Pointing dataset records
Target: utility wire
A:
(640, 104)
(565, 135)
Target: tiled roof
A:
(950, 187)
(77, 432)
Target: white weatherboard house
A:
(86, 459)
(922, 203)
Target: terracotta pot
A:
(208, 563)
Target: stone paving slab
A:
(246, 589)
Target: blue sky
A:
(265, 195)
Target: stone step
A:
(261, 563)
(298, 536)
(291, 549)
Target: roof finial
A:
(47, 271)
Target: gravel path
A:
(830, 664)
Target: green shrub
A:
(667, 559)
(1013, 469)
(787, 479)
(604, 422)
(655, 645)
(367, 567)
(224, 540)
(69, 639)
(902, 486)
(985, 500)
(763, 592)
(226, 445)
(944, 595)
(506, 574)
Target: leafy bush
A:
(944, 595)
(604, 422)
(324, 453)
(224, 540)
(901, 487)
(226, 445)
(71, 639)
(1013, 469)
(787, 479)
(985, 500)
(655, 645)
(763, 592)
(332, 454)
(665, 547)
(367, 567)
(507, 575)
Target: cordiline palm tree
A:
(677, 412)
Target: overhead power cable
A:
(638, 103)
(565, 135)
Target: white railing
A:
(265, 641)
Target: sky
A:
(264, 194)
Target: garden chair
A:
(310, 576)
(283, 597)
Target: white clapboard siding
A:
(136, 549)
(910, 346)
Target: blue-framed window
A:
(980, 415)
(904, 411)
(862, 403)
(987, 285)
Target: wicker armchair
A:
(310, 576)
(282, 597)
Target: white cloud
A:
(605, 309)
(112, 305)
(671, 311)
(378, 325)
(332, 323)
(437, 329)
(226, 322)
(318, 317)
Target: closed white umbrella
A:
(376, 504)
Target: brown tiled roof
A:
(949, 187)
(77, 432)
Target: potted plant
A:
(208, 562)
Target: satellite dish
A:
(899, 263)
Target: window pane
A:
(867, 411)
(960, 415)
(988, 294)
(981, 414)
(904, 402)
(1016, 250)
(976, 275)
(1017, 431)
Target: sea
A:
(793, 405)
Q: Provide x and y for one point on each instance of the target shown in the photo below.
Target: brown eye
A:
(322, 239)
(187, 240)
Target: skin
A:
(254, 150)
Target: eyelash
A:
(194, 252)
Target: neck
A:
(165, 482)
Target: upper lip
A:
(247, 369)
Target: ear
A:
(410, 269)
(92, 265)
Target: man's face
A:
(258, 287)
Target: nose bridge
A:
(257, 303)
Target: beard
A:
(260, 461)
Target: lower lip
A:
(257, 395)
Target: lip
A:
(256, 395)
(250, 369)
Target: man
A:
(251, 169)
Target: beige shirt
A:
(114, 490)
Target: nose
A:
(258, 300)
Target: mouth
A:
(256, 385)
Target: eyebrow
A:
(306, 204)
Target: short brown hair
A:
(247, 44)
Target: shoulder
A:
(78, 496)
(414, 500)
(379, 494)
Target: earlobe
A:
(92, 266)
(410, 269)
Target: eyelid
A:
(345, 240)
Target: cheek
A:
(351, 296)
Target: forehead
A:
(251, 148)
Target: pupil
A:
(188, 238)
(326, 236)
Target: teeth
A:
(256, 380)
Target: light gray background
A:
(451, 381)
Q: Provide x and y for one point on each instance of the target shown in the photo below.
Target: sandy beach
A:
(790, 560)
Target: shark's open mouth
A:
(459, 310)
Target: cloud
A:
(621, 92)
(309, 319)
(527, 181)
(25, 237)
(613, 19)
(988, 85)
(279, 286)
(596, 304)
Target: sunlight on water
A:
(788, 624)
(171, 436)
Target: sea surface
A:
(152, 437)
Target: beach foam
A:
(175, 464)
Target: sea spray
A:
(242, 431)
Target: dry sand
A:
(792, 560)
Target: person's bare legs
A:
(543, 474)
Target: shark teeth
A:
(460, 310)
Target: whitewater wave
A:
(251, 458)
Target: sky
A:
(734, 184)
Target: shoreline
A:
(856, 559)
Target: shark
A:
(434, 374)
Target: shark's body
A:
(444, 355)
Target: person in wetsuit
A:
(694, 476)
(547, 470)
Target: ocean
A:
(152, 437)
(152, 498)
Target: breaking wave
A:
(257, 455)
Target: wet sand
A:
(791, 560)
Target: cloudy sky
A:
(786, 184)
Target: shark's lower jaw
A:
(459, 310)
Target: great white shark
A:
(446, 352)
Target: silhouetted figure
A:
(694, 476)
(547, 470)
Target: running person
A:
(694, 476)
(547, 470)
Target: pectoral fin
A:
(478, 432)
...
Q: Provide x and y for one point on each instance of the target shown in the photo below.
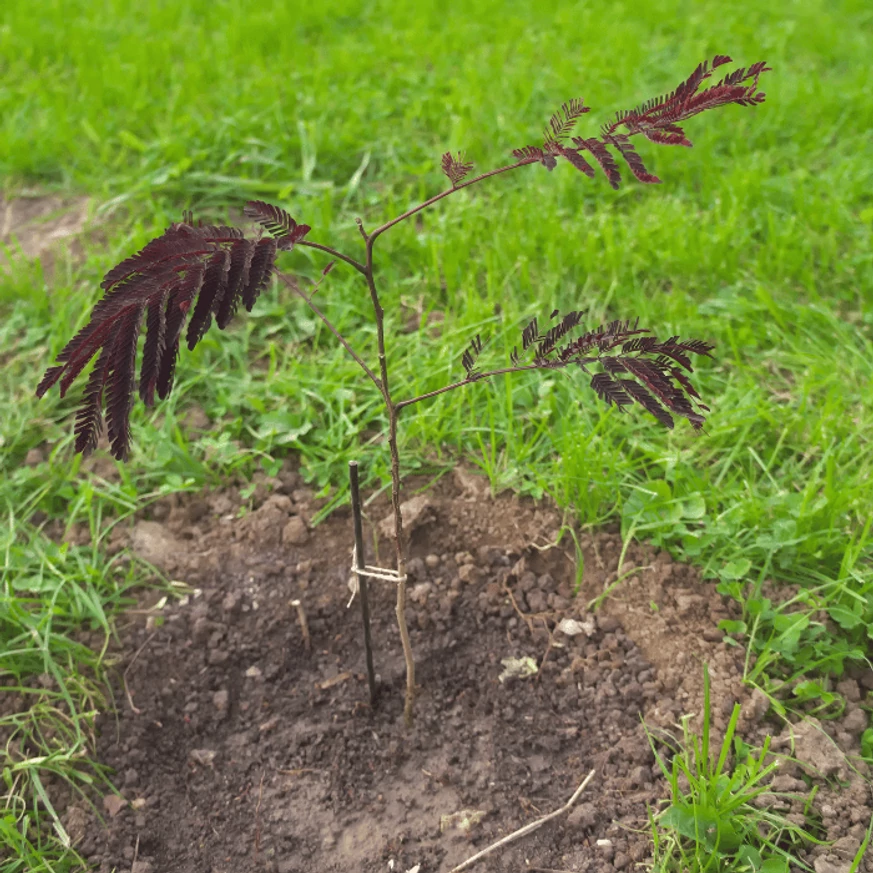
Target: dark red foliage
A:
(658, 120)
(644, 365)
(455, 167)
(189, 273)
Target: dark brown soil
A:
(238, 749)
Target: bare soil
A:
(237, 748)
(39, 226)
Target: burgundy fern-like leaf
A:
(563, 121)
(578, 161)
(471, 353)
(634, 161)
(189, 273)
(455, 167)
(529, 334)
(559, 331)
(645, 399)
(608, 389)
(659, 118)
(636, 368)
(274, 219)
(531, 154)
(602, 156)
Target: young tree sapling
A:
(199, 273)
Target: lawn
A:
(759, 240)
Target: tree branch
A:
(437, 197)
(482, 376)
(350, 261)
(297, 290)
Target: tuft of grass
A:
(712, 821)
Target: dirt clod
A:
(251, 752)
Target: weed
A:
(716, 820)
---
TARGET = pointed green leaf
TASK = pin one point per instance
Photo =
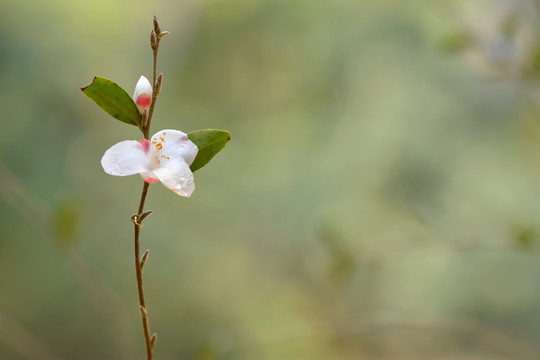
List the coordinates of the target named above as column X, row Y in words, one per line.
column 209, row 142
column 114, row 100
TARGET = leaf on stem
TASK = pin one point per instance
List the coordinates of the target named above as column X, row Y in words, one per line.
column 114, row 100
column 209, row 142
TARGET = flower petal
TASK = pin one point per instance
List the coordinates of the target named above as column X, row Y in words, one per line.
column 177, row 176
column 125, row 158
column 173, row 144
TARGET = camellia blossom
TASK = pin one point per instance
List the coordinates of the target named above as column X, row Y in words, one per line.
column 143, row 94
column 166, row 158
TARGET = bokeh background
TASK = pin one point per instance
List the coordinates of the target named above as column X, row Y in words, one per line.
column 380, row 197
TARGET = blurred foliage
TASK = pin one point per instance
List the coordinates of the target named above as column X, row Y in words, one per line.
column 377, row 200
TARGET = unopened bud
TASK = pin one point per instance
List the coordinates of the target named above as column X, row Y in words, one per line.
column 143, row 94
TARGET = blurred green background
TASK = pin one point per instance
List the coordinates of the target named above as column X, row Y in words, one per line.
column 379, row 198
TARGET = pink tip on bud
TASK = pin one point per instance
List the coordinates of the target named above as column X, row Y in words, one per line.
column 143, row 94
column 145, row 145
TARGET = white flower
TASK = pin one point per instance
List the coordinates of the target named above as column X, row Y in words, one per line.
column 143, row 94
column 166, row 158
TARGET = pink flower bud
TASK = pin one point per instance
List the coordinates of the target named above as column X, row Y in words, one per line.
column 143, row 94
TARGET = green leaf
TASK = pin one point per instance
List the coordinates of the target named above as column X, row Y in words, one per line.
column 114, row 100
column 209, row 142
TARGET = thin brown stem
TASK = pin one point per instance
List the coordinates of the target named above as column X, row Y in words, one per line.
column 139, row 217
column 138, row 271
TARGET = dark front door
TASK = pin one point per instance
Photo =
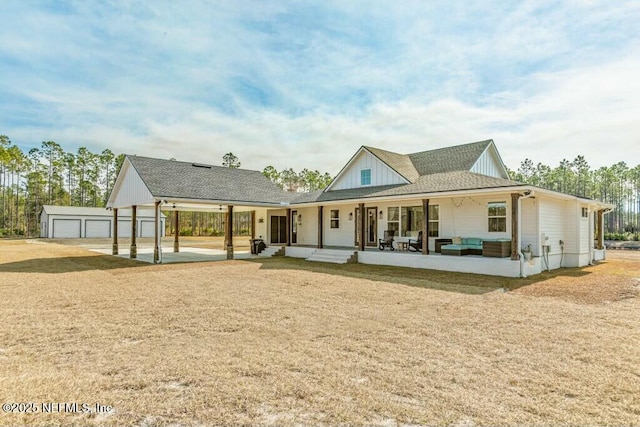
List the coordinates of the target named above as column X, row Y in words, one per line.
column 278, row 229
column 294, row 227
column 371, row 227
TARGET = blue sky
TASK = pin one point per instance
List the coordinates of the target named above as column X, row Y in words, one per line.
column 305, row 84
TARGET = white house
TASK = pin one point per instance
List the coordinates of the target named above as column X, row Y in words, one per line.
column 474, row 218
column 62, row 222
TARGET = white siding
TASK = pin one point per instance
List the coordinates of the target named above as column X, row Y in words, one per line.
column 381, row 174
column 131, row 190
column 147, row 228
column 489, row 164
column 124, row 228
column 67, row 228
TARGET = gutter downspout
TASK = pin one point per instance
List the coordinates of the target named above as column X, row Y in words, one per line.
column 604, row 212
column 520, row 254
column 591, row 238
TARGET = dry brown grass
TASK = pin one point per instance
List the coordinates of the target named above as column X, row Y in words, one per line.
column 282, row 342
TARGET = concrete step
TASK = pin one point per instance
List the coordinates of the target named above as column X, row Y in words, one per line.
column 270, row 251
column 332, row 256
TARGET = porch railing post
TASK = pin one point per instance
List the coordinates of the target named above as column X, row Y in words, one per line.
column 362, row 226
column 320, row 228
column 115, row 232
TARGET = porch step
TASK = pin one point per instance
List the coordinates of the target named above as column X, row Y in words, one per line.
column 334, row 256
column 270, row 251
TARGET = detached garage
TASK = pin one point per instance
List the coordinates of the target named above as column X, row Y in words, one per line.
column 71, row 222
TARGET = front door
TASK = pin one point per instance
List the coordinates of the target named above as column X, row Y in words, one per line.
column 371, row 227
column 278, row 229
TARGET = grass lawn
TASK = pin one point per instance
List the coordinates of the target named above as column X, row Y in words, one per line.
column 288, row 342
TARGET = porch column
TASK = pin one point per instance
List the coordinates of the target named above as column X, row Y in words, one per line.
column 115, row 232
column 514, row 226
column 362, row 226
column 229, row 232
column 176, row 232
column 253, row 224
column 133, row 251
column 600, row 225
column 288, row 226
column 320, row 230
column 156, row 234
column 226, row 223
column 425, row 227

What is expected
Gather every line of the material above that contains the word "grass", and copy each one in full.

The answer
Target: tuft of grass
TARGET = dry brown grass
TARGET = grass lawn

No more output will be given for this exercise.